- _TASK ITEM_
Which lines in the data below contain the string "sport"? Show each one.

>>>>

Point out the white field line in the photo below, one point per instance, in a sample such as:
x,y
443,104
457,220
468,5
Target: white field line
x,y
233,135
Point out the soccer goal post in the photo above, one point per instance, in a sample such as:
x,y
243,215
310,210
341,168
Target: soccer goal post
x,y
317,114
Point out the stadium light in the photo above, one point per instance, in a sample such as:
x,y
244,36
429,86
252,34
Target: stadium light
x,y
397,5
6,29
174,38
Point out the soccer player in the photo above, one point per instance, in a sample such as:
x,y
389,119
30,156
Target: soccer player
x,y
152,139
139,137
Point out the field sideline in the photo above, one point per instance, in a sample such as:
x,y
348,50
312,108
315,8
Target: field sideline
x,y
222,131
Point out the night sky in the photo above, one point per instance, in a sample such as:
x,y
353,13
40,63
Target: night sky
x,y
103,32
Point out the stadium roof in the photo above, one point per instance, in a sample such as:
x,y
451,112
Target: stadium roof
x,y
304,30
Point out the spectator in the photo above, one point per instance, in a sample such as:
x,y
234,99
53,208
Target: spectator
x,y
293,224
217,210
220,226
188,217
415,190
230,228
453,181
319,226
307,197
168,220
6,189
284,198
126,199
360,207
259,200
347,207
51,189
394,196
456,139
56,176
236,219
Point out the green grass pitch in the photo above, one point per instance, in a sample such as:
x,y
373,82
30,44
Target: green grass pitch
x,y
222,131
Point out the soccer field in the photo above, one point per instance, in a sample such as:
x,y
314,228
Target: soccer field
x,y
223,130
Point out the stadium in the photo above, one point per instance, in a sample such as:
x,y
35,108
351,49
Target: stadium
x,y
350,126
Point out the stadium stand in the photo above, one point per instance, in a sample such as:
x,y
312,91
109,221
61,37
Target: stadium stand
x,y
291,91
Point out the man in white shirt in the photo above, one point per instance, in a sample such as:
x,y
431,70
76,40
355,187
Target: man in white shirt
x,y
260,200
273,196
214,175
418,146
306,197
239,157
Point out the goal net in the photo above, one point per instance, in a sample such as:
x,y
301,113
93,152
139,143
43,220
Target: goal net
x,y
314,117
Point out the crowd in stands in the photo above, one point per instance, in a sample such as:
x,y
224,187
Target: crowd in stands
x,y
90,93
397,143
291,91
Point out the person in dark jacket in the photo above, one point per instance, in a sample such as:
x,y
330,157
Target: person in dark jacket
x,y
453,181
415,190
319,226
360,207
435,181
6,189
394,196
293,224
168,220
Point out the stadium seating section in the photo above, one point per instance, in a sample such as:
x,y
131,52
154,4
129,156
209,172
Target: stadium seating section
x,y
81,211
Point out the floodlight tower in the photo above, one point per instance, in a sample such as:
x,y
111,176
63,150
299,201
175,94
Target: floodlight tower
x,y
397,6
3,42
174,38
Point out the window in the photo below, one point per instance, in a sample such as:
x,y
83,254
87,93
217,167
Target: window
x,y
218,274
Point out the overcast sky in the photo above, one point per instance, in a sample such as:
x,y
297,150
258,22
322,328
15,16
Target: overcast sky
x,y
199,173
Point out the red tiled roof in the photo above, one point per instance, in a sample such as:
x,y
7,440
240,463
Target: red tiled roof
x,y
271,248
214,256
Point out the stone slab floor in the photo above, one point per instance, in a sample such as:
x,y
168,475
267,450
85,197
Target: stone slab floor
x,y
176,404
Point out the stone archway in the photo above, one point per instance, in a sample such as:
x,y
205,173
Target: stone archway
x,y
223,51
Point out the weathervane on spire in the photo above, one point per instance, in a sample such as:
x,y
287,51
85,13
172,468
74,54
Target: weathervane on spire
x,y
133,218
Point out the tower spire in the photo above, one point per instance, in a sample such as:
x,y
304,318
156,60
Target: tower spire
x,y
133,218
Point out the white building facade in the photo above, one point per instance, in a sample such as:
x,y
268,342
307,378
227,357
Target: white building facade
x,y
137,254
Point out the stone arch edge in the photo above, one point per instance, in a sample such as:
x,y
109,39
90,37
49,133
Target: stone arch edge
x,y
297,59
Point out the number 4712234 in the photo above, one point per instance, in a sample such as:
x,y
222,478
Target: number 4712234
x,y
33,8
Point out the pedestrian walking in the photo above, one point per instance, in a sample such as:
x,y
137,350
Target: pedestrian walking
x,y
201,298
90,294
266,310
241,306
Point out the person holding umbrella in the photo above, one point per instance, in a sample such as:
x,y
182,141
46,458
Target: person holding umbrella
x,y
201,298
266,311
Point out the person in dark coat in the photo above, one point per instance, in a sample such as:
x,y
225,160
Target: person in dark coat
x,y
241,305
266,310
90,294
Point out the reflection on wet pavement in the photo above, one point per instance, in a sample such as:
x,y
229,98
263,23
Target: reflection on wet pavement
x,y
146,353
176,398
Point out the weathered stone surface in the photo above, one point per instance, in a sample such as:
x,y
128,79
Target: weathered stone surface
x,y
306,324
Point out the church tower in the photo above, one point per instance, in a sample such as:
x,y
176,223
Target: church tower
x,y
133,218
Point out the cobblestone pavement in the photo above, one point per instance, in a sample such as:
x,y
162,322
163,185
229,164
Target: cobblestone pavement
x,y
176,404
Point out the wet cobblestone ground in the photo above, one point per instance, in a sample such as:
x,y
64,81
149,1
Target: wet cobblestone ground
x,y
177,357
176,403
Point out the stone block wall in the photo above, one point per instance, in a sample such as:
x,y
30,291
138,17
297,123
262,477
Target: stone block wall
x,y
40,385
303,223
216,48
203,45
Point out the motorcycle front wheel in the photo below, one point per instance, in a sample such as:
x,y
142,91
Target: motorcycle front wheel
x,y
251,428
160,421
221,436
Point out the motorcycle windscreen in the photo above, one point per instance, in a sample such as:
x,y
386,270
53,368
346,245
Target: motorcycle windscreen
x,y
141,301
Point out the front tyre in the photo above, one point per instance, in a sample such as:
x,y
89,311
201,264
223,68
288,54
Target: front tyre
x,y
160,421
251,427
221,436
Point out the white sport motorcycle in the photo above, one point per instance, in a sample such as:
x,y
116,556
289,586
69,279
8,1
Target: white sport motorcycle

<<<<

- _PROBLEM SOLUTION_
Point out the white sport motorcycle in the photo above, one point per instance, in a sample such as:
Target: white sport motorcycle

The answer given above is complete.